Ver em parte dá um nó daqueles na mente… ao tatear o “elefante” pela tromba, me parece uma serpente, pelas patas, parece uma árvore… quando será possível montar o quebra-cabeças cósmico? Tenho que cuidar do sobreviver, mas não seria nada mal cuidar do viver, de vez em quando… Isso me lembrou um conselho de um Exú conhecido, dito há muitos anos, quando ele me perguntou como eu estava e eu disse que estava sobrevivendo. A resposta dele foi: “vc deve aprender a viver e não apenas a sobreviver”…
Falta muito…
Abraços
@raph – Então, onde ouvi isso primeiro foi na Carta do Chefe Seattle, e agora tenho refletido sobre isso por muito tempo. A conclusão que chego é que há muitas oportunidades para se viver no mundo moderno (onde temos geladeiras, por exemplo), mas mesmo assim continuamos optando por sobreviver na grande maioria das vezes. O Chefe Seattle disse assim (ao então presidente americano):
“O destino de vocês é um mistério para nós. O que vai acontecer quando todos os búfalos forem sacrificados? O que vai acontecer quando os recantos secretos da floresta estiverem passados com o odor de inúmeros homens e a vista das colinas verdejantes se macular com os fios que falam?
Será o fim da vida e o começo da sobrevivência.”
http://textosparareflexao.blogspot.com/2008/05/palavras-do-chefe-seattle.html
Raph, você falou dessa carta acabei lembrando do livro a teia da vida de Fritjof
Capra que tem como epígrafe uma parte desta carta:
Isso nós sabemos
Todas as coisa são conectadas
como o sangue
que une uma família…
O que acontecer com a terra
acontecerá com os filhos e fihas da terra
O Homem não teceu a teia da vida
ele é dela apenas um fio
O que fizer para a teia
estará fazendo a si mesmo.

★ ★ ★

__INSTRUÇÕES__:
a) Por favor, devolva sem nenhuma alteração as linhas dos registros, começando pela linha que contém "of the bush." e seguindo até o fim dos registros, incluindo ambas as pontas.
b) Leve adiante o trecho sobre viver e sobreviver a partir do ponto em que ele termina.

★ ★ ★

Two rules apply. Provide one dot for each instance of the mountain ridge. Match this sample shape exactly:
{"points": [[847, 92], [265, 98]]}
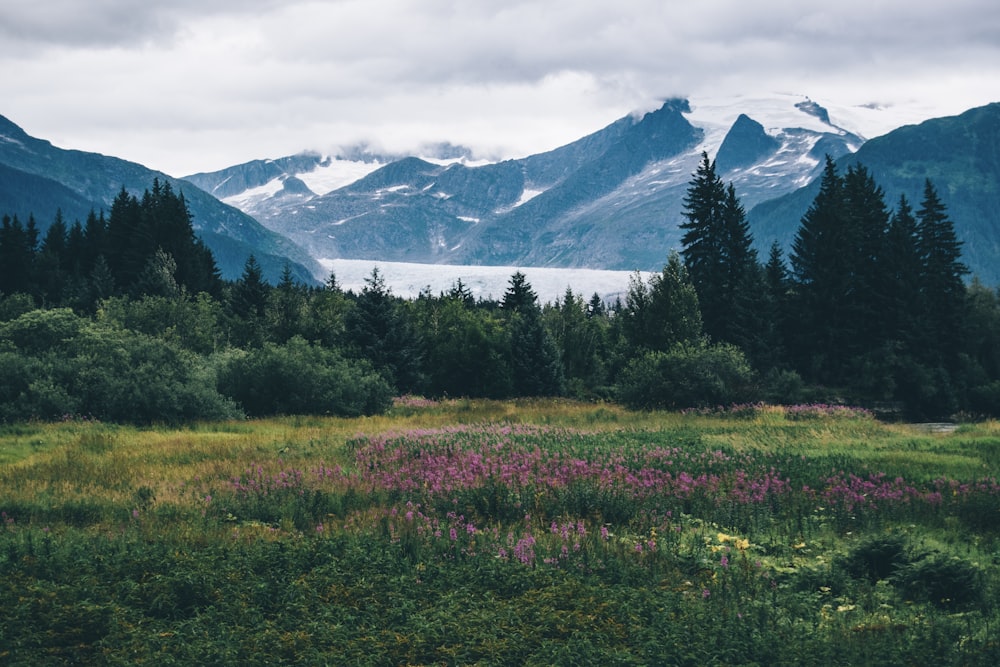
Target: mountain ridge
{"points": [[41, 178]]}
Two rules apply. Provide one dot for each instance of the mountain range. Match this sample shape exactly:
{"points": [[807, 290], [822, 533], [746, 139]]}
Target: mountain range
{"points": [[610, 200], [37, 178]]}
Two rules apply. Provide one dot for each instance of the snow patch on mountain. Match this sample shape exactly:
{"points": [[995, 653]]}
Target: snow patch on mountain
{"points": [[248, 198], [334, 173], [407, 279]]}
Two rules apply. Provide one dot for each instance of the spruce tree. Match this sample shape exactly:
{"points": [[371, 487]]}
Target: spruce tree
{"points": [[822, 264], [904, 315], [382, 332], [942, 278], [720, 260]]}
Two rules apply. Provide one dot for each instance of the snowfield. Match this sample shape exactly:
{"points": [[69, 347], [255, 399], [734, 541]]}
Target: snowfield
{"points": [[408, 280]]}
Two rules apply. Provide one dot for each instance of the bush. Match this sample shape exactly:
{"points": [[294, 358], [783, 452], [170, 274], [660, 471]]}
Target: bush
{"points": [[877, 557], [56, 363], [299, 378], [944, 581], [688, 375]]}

★ ★ ★

__RESULTADOS ESPERADOS__:
a)
Two rules apply. Provide one dot for each instance of the bush. Match this sample shape exactly:
{"points": [[294, 358], [783, 452], [170, 274], [660, 471]]}
Target: bush
{"points": [[877, 557], [56, 363], [299, 378], [944, 581], [688, 375]]}

b)
Ted Perry (inspirado pelo Chefe Seattle)
Acharia o interressante o blog falar sobre o Capra,já que o autor foi um pioneiro em relacionar a fisica moderna com o pensamento oriental.
@raph – Um dos episódios da série de entrevistas “O Poder do Mito”, com Joseph Campbell, se inicia com o mesmo lendo uma versão resumida da carta (que é o texto que usei no meu blog). Sem dúvida acho que muita gente conheceu essa carta pela primeira vez ali, ou antes nos livros dele. Não fosse por Campbell, talvez tivesse sido esquecida… A carta é importante porque demonstra muito claramente que o estágio espiritual daqueles índios estava muito a frente dos colonizadores americanos. De modo que fica mais fácil classificar os colonizadores como os verdadeiros selvagens da história.
“nunca regressa”
acho que regressa assim, embora possa ser considerada uma pessoa/ser diferente.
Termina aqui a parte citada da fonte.